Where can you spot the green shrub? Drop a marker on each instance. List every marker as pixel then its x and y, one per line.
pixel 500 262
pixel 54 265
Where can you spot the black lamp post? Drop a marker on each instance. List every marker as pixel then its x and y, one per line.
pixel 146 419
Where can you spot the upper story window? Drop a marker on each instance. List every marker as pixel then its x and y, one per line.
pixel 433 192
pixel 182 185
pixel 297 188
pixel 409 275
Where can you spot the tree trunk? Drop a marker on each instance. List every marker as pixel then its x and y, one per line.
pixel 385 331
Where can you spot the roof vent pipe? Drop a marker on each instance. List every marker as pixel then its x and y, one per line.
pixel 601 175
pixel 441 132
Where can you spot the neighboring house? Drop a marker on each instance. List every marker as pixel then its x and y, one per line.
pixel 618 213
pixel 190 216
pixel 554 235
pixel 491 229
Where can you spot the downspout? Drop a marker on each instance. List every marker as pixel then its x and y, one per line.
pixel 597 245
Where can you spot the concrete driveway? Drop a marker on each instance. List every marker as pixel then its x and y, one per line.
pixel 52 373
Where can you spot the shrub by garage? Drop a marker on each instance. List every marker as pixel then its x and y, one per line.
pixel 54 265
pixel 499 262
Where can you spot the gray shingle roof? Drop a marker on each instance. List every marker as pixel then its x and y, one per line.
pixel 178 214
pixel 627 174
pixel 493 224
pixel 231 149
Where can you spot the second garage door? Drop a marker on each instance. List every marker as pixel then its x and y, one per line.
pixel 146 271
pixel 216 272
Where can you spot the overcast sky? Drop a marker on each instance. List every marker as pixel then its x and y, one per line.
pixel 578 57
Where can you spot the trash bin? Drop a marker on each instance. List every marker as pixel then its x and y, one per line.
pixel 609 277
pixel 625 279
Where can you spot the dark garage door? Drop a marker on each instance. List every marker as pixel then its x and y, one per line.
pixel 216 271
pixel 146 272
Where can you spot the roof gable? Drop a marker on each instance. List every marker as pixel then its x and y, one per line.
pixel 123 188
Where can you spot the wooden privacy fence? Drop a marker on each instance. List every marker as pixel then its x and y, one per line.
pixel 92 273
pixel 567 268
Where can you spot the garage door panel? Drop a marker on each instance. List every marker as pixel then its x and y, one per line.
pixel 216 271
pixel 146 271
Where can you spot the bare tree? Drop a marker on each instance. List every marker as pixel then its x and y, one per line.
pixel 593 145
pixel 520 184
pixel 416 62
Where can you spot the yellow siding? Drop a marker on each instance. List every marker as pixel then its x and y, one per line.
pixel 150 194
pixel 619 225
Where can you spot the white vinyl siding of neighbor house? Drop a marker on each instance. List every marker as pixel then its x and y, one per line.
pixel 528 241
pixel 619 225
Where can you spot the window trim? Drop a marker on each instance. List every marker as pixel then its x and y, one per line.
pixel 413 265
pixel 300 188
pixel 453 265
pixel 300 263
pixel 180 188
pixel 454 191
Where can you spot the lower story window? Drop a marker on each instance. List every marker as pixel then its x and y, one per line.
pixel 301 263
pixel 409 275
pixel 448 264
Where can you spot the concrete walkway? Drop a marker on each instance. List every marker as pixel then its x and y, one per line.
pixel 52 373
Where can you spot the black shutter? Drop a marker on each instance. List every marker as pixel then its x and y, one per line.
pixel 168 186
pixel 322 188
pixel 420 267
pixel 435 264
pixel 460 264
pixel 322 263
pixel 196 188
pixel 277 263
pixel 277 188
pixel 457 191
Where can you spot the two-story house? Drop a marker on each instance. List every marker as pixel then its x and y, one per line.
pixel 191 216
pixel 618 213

**EXERCISE DIRECTIONS**
Copy all of the rows above word for word, keeping them in the same order and on the same lines.

**RESULT OF THE TASK**
Where can you spot the green shrub? Drop a marker on each instance. List every marker as pixel then its x and y, one per line.
pixel 500 262
pixel 54 265
Where can you spot the black lamp post? Drop a marker on each instance. List every marker as pixel then its x and y, one per line.
pixel 146 419
Where can you spot the upper story window? Drop a marker on each instance. List every marker as pixel then its x and y, one per line.
pixel 433 192
pixel 182 185
pixel 297 188
pixel 409 275
Where can you spot the tree trunk? Drop a marker on each instance. List every marker as pixel then its x and y, one per line.
pixel 385 331
Where can you spot the roof vent pipe? Drop a marker on each instance. List every marker as pixel then its x and y, one per line.
pixel 601 175
pixel 441 132
Where can you spot the neighboring house? Drop a marker on each instance. List every marker as pixel then its x and y, one per line.
pixel 618 213
pixel 190 216
pixel 554 235
pixel 491 229
Where can you spot the downspout? Drop a marker on each instance. List every marker as pixel then its x and y, one per line.
pixel 597 245
Where can you spot the concrete driveway? Drop a marker on each instance. List every marker as pixel then its x and y, one per line.
pixel 52 373
Where can you spot the shrub by garage? Drop a marker on each instance. List every marker as pixel then its x and y, one per line.
pixel 54 265
pixel 499 262
Where can you spot the gray shingle roof? Drop a marker on each instance. List every marker as pixel then its x and y, one per line.
pixel 178 214
pixel 627 174
pixel 493 224
pixel 231 149
Where can you spot the second garage door? Drop a marker on each instance. List every marker as pixel then its x and y, one per line.
pixel 146 271
pixel 216 272
Where can you spot the overcast sky? Drop a marker on each instance. List every marker as pixel then its x and y, one per line.
pixel 578 57
Where can you spot the trash bin? Drop a marker on each instance. List every marker as pixel then its x and y, one per line.
pixel 609 277
pixel 625 279
Where can you spot the dark garage door? Drop a marker on each instance. List every marker as pixel then its x and y, one per line.
pixel 216 271
pixel 146 272
Where can you spot the roof gable? Drop a marker on each instance. List every marker as pixel then its x and y, one per line.
pixel 123 188
Where can you spot the wooden privacy fence? Drop a marker on each instance. List every marker as pixel then its x and y, one per line.
pixel 92 273
pixel 567 268
Where can you spot the garage door panel? Drop a marker on each instance. List every marker as pixel then its x and y, one per line.
pixel 216 271
pixel 146 271
Where can you spot the bare tree? Drop a marker on each instance. List every marker as pixel then its x and y, one per line.
pixel 593 145
pixel 520 184
pixel 416 62
Where can you spot the yellow siding? Drop a marker on each instance. List every marker as pixel then its x and y, one per line.
pixel 150 194
pixel 619 225
Where can you spot the white vinyl siding of neighbor house? Drop a marker on each instance. List every marker as pixel then its x and y, one per line.
pixel 528 241
pixel 619 225
Where can you spot the window trim? Drop a marker on each instance. List every marker as pixel then its x and y, one per line.
pixel 413 265
pixel 300 188
pixel 453 265
pixel 300 263
pixel 180 188
pixel 454 191
Where can you spot the lower story window? Drop a marker on each instance. List every marker as pixel then its x and y, one per line.
pixel 301 263
pixel 409 275
pixel 448 264
Where can you spot the concrete walkway? Drop a marker on each instance. List every marker as pixel then its x and y, one per line.
pixel 52 373
Where can you spot the black shutter? Drop a marker on each instance. List every marker as pixel then its x and y, one per line.
pixel 168 186
pixel 322 188
pixel 420 267
pixel 435 264
pixel 460 264
pixel 322 263
pixel 196 188
pixel 277 263
pixel 277 188
pixel 457 191
Where can you spot the two-story house? Drop a marker on each instance. List every marker as pixel then its x and y, one per line.
pixel 191 216
pixel 618 213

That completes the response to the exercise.